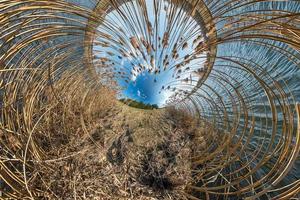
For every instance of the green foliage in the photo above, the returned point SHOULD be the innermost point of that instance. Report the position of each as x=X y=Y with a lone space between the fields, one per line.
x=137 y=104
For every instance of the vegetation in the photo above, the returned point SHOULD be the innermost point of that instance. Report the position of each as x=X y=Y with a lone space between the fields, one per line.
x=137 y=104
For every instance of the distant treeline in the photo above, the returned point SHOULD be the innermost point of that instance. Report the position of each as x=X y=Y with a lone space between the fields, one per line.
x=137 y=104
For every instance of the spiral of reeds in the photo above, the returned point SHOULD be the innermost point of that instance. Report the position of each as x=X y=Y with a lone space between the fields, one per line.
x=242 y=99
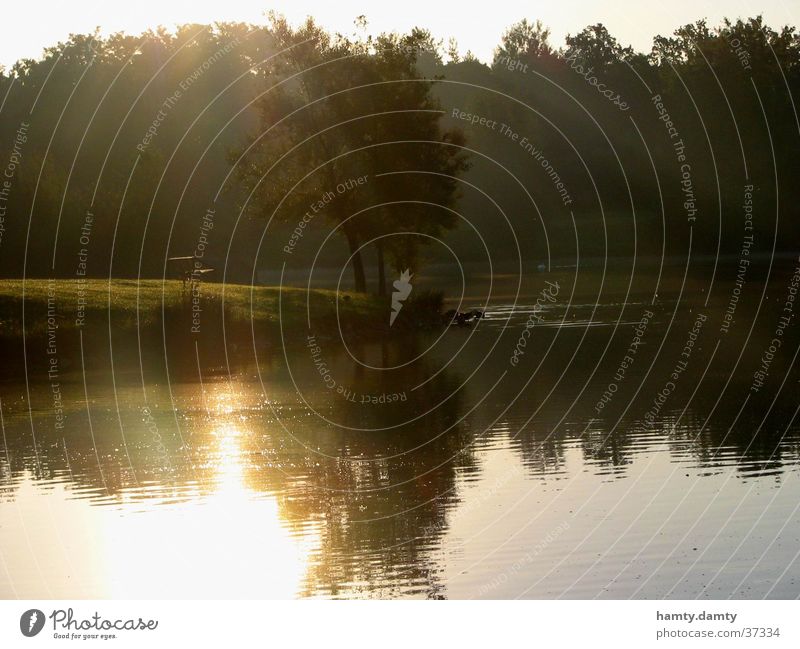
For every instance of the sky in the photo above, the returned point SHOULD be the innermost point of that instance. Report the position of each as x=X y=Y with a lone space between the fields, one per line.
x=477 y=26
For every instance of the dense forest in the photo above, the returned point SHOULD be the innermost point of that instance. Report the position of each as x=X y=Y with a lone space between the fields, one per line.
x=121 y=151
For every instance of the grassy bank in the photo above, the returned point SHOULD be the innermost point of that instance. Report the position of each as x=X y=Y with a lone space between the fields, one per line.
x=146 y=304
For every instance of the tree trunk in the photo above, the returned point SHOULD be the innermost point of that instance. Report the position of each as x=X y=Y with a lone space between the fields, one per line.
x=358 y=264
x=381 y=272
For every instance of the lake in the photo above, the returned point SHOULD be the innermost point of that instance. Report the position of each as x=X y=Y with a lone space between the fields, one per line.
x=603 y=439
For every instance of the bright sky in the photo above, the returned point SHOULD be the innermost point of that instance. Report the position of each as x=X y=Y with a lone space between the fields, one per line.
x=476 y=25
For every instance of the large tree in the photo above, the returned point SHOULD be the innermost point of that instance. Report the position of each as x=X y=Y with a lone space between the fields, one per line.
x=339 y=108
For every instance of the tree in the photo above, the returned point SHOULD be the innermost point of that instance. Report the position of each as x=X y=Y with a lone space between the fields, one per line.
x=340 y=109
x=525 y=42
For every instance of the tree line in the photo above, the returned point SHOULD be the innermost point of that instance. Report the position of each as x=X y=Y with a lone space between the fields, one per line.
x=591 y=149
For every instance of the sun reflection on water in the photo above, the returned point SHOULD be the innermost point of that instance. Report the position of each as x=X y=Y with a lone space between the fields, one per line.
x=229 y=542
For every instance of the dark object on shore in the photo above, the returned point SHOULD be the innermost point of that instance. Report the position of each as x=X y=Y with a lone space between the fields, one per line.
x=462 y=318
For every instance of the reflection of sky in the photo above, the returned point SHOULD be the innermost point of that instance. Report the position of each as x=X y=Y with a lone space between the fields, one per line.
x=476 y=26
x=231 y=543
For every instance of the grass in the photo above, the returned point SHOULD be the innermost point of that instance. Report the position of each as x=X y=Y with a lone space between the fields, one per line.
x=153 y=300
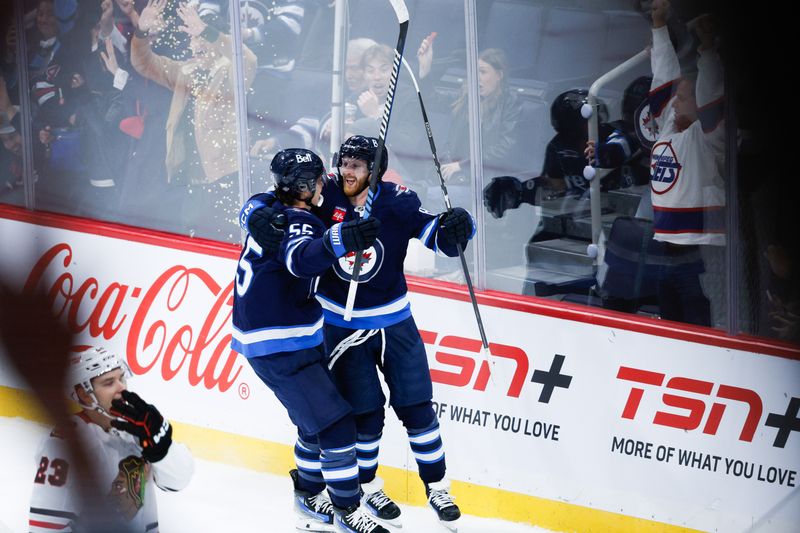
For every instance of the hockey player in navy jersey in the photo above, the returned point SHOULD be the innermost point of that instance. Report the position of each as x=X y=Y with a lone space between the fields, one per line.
----------
• _EXERCISE OBJECTIVE_:
Copy out the lines above word for word, starting with the line that contains "For every instance of the sky" and going on through the line that contains "x=603 y=439", both included.

• _RIGHT ANSWER_:
For every instance of the sky in the photo above, the returned point SHOULD be the innermost point of that instance. Report the position of each as x=X y=Y with a lone space between the fields, one per line.
x=477 y=26
For every instance of the dense forest in the photo above, the returned point SHOULD be the innermost point of that instance. Report the position of each as x=X y=Y with a lone space between the fields, one per line.
x=121 y=151
For every instance of the grassy bank in the photo above, the returned point SHOULD be the innermost point of that instance. Report the position of each as x=X y=Y with a lone space between the fields, one per line.
x=146 y=304
For every instance of the tree trunk in the photo above, the returned point SHOULD be the innermost point of that instance. Report the position of each as x=X y=Y with a lone space between the fields, one per line.
x=358 y=264
x=381 y=272
For every instance of the lake in the photo above, the returned point SHOULD be the innermost point of that instance. Report the position of each as x=X y=Y with a lone space between the fields, one per line.
x=603 y=439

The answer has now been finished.